=== To do ===
Transcribe the entries that follow, word for word.
[Material shown — start]
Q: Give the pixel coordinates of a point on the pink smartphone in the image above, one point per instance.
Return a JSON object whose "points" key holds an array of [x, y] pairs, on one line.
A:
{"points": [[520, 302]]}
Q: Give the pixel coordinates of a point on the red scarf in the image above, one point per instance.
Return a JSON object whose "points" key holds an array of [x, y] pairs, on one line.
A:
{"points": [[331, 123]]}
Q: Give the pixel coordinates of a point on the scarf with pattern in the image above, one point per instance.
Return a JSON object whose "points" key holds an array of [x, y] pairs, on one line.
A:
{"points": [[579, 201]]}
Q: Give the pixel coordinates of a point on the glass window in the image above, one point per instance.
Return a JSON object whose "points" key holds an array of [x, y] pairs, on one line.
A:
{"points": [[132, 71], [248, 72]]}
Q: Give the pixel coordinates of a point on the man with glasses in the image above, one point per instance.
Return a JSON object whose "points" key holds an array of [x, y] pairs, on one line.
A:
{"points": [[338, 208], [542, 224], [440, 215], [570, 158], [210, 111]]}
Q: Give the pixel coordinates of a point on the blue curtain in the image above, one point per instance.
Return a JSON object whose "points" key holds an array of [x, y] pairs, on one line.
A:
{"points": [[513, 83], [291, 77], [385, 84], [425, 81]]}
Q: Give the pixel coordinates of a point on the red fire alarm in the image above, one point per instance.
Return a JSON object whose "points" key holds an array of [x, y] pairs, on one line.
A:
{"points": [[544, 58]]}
[Material shown — finish]
=== Answer to this problem ===
Q: Give the pixel coordinates of a point on the pink smartphone in the image above, one point per instance.
Return a JSON object whose "points" key holds an array of [x, y] pairs, on one line.
A:
{"points": [[520, 302]]}
Q: Give the pixel coordinates of a point on the red scarf in the image above, one point per instance.
Return a JSON object whose "points" key holds an array of [x, y] pairs, on one line.
A:
{"points": [[331, 123]]}
Q: Give the pixel coordinates of a point on the scarf with pattern in the image above, one point per instance.
Return a JSON object whose "points" key holds an array of [x, y] pairs, on one line.
A:
{"points": [[579, 201]]}
Q: Give the pixel coordinates of a point on the glass window in the image above, one point per instance.
Return a JSON object whose "points" key holds an array of [x, y] pairs, on one line.
A:
{"points": [[132, 71], [248, 72]]}
Q: Give the pixel coordinates of a point on the man with glasses in the image above, one point per instance.
Return a JSON object whose "points" key holds an array of [x, y] pairs, on one line.
A:
{"points": [[338, 208], [542, 224], [440, 215], [570, 158], [210, 111]]}
Q: Give the pixel coordinates of a point on the blue curtain in the image above, one point per instance.
Return a JSON object whose "points" key holds an array of [x, y] pairs, on one line.
A:
{"points": [[513, 83], [291, 77], [385, 84], [425, 81]]}
Q: Give the pixel coordinates of a point on the red fire alarm in the image above, one point per instance.
Return a JSON object whose "points" key holds an array of [x, y] pairs, on one line.
A:
{"points": [[544, 58]]}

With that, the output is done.